Records
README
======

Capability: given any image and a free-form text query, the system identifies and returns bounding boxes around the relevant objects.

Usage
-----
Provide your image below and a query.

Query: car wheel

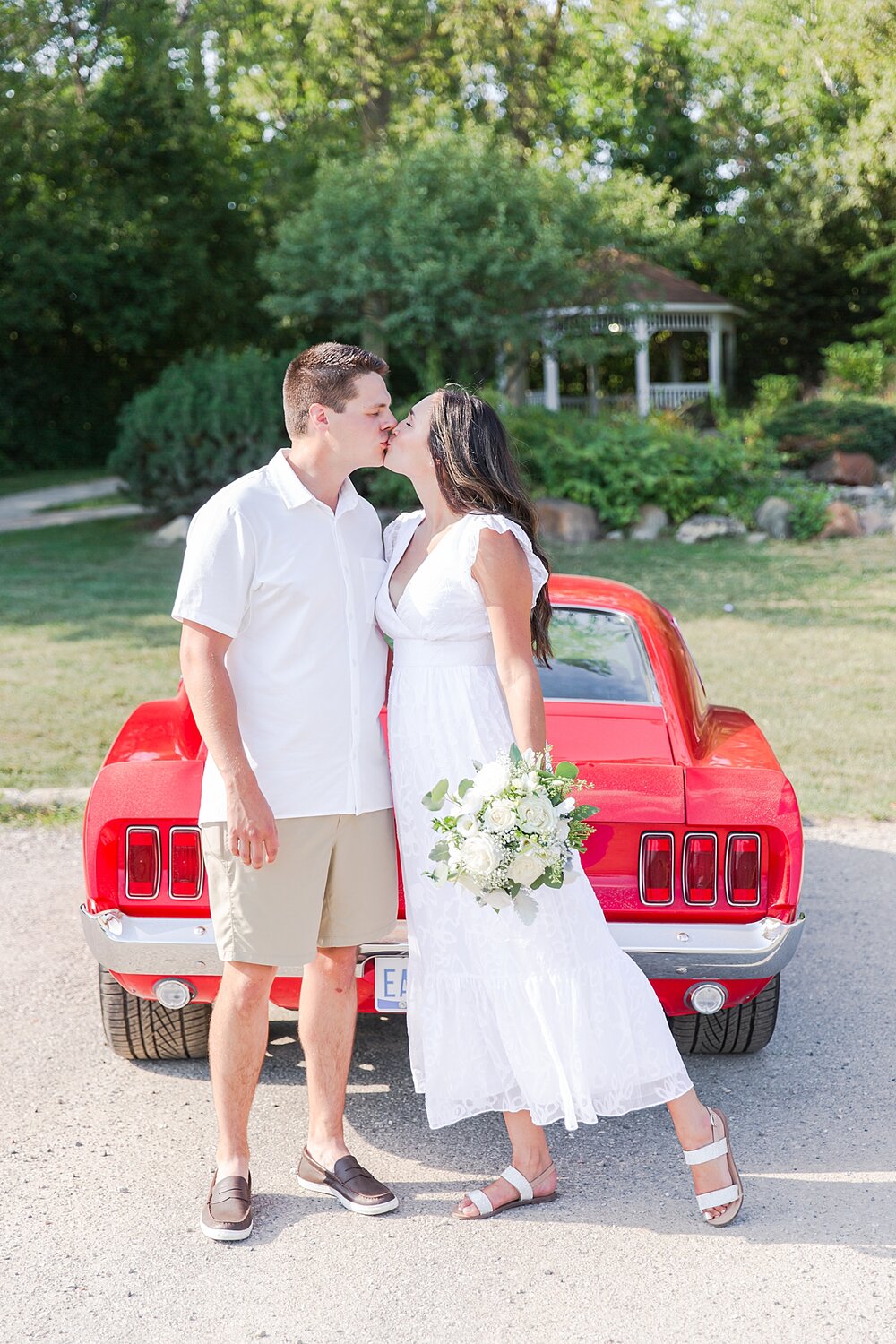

Directions:
Copy every line of the entries above word for word, and leave out the pictures.

Solved problem:
README
======

Capability: given any image and a free-form text query, the system identifies and returns bounding boxes around the relevant objects.

Usage
-----
Provide your image below and a query.

Query: car wheel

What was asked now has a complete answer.